- [What needs to be done]:
Return each line of the material below that contains the word "horse", copying every such line without changes.

#### Dataset extract

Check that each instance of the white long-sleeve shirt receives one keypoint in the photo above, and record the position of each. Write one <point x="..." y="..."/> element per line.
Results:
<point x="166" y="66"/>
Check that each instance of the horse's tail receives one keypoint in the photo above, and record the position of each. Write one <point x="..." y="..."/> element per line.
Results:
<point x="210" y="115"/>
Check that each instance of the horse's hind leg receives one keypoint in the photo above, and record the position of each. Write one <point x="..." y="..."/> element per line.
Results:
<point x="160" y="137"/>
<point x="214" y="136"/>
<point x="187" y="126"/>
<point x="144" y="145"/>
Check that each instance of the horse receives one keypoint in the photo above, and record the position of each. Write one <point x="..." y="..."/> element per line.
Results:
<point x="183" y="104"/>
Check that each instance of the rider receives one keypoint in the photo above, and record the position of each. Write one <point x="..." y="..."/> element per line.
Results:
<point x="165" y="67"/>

########
#### Dataset extract

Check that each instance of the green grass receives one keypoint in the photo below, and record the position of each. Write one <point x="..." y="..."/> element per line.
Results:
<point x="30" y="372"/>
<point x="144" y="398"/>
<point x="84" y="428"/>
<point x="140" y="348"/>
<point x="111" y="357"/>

########

- [Reply to the exercise]:
Check that each instance of the horse's tail receives one keypoint in the photo above, and record the position of each. Write one <point x="..." y="..."/> element per line.
Check that each instance of the horse's hind leg receives one keypoint in the photo above, and record the position of each. Write one <point x="..." y="..."/> element per line.
Check that each instance of the horse receives one keypoint in the photo above, and record the position of each. Write one <point x="..." y="..."/> element per line.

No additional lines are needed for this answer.